Records of labeled boxes:
--- BEGIN ---

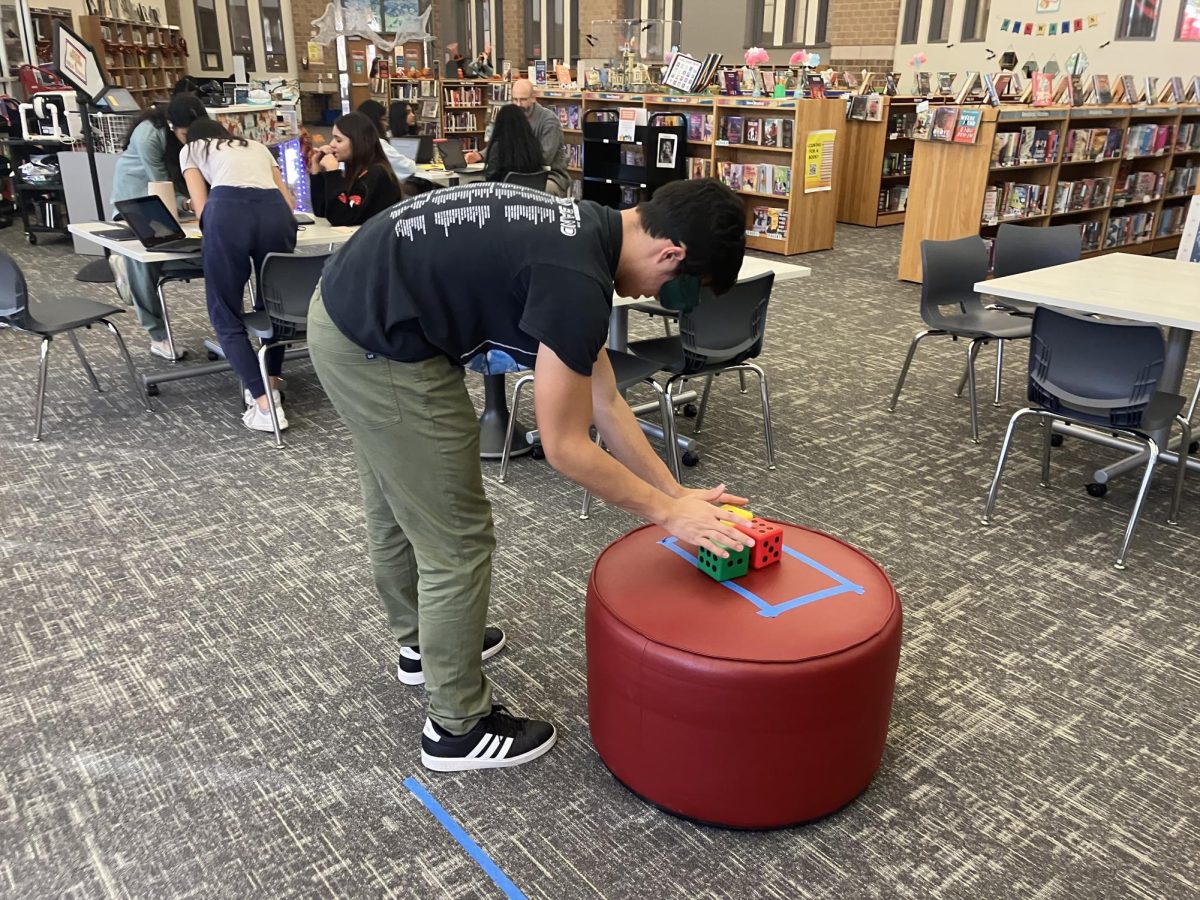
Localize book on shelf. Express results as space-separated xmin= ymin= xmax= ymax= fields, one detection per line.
xmin=929 ymin=106 xmax=959 ymax=140
xmin=1032 ymin=72 xmax=1054 ymax=107
xmin=953 ymin=107 xmax=983 ymax=144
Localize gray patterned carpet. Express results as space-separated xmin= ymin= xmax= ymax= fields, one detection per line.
xmin=0 ymin=220 xmax=1200 ymax=900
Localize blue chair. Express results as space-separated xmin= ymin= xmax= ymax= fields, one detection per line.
xmin=983 ymin=307 xmax=1192 ymax=569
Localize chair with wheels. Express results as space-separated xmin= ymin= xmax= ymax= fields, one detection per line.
xmin=246 ymin=252 xmax=330 ymax=449
xmin=983 ymin=307 xmax=1192 ymax=569
xmin=888 ymin=235 xmax=1030 ymax=444
xmin=497 ymin=350 xmax=679 ymax=518
xmin=0 ymin=251 xmax=154 ymax=440
xmin=629 ymin=272 xmax=775 ymax=469
xmin=991 ymin=222 xmax=1084 ymax=316
xmin=504 ymin=169 xmax=550 ymax=191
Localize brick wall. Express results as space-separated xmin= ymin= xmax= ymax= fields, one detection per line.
xmin=826 ymin=0 xmax=900 ymax=47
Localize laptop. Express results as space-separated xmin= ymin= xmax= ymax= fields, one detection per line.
xmin=269 ymin=138 xmax=316 ymax=224
xmin=438 ymin=138 xmax=467 ymax=172
xmin=389 ymin=134 xmax=433 ymax=166
xmin=115 ymin=194 xmax=200 ymax=253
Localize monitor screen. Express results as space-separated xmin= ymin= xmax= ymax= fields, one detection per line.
xmin=271 ymin=138 xmax=312 ymax=212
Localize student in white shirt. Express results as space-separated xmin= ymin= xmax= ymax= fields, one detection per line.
xmin=179 ymin=119 xmax=296 ymax=431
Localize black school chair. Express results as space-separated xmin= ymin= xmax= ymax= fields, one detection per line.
xmin=983 ymin=307 xmax=1192 ymax=569
xmin=0 ymin=250 xmax=154 ymax=440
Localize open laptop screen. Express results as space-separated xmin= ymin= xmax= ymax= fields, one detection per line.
xmin=116 ymin=196 xmax=184 ymax=247
xmin=271 ymin=138 xmax=312 ymax=212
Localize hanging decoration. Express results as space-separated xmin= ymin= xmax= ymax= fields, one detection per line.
xmin=1000 ymin=12 xmax=1100 ymax=37
xmin=311 ymin=0 xmax=433 ymax=52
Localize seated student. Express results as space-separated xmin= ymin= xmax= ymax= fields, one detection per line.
xmin=358 ymin=100 xmax=416 ymax=185
xmin=179 ymin=119 xmax=296 ymax=431
xmin=484 ymin=106 xmax=542 ymax=181
xmin=308 ymin=113 xmax=402 ymax=226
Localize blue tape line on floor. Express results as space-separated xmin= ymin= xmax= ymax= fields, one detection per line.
xmin=404 ymin=778 xmax=526 ymax=900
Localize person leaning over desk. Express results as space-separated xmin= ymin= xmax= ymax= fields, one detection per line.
xmin=308 ymin=113 xmax=401 ymax=226
xmin=308 ymin=179 xmax=752 ymax=772
xmin=179 ymin=119 xmax=296 ymax=432
xmin=108 ymin=94 xmax=209 ymax=360
xmin=466 ymin=78 xmax=571 ymax=197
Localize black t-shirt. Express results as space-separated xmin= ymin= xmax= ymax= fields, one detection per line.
xmin=320 ymin=182 xmax=620 ymax=374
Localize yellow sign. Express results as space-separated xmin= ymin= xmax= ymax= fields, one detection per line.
xmin=804 ymin=130 xmax=838 ymax=193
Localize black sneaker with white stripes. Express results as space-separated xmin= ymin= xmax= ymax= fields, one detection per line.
xmin=396 ymin=625 xmax=508 ymax=684
xmin=421 ymin=704 xmax=558 ymax=772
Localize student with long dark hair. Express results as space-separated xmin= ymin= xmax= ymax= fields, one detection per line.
xmin=179 ymin=119 xmax=296 ymax=431
xmin=308 ymin=113 xmax=401 ymax=226
xmin=109 ymin=94 xmax=208 ymax=360
xmin=484 ymin=106 xmax=541 ymax=181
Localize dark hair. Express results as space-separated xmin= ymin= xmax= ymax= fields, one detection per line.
xmin=167 ymin=94 xmax=209 ymax=128
xmin=637 ymin=178 xmax=746 ymax=294
xmin=388 ymin=100 xmax=416 ymax=138
xmin=187 ymin=118 xmax=250 ymax=164
xmin=334 ymin=113 xmax=400 ymax=191
xmin=487 ymin=106 xmax=542 ymax=181
xmin=356 ymin=100 xmax=388 ymax=140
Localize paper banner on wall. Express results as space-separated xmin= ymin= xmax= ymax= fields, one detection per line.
xmin=804 ymin=130 xmax=838 ymax=193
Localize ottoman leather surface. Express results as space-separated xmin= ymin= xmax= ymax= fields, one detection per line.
xmin=587 ymin=524 xmax=901 ymax=828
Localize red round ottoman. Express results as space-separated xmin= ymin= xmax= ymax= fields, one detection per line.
xmin=587 ymin=524 xmax=901 ymax=828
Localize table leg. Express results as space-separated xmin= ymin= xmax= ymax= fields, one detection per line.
xmin=479 ymin=374 xmax=533 ymax=460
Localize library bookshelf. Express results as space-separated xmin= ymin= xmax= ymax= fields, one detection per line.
xmin=79 ymin=16 xmax=187 ymax=106
xmin=538 ymin=88 xmax=845 ymax=256
xmin=838 ymin=96 xmax=946 ymax=228
xmin=899 ymin=104 xmax=1200 ymax=282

--- END ---

Give the lines above between the line holding "Localize chair with" and the line holding "xmin=0 ymin=250 xmax=154 ymax=440", inclusive, as a Markdown table with the columns Number and Line. Number each line in order and leave out any blank lines.

● FINISHED ANSWER:
| Number | Line |
|---|---|
| 1 | Localize chair with wheels. Express results as space-separated xmin= ymin= xmax= ymax= fields, one detection per line. |
| 2 | xmin=246 ymin=252 xmax=330 ymax=449 |
| 3 | xmin=983 ymin=307 xmax=1192 ymax=569 |
| 4 | xmin=888 ymin=235 xmax=1030 ymax=444 |
| 5 | xmin=497 ymin=350 xmax=679 ymax=518 |
| 6 | xmin=0 ymin=251 xmax=154 ymax=440 |
| 7 | xmin=629 ymin=272 xmax=775 ymax=469 |
| 8 | xmin=991 ymin=222 xmax=1084 ymax=316 |
| 9 | xmin=504 ymin=169 xmax=550 ymax=191 |
| 10 | Localize brick wall. Express results as space-separated xmin= ymin= xmax= ymax= fields, one detection per line. |
| 11 | xmin=826 ymin=0 xmax=900 ymax=47 |
| 12 | Localize laptop. Express results as space-separated xmin= ymin= xmax= ymax= fields, one detection per line. |
| 13 | xmin=269 ymin=138 xmax=316 ymax=224 |
| 14 | xmin=438 ymin=138 xmax=467 ymax=172 |
| 15 | xmin=389 ymin=134 xmax=433 ymax=166 |
| 16 | xmin=115 ymin=194 xmax=200 ymax=253 |
| 17 | Localize monitor screen. Express results as space-separated xmin= ymin= xmax= ymax= fields, one detection per line. |
| 18 | xmin=271 ymin=138 xmax=312 ymax=212 |
| 19 | Localize student in white shirt. Express results as space-separated xmin= ymin= xmax= ymax= fields, one detection per line. |
| 20 | xmin=179 ymin=119 xmax=296 ymax=431 |
| 21 | Localize black school chair. Express results as space-separated xmin= ymin= xmax= ymax= fields, one detection per line. |
| 22 | xmin=983 ymin=307 xmax=1192 ymax=569 |
| 23 | xmin=0 ymin=250 xmax=154 ymax=440 |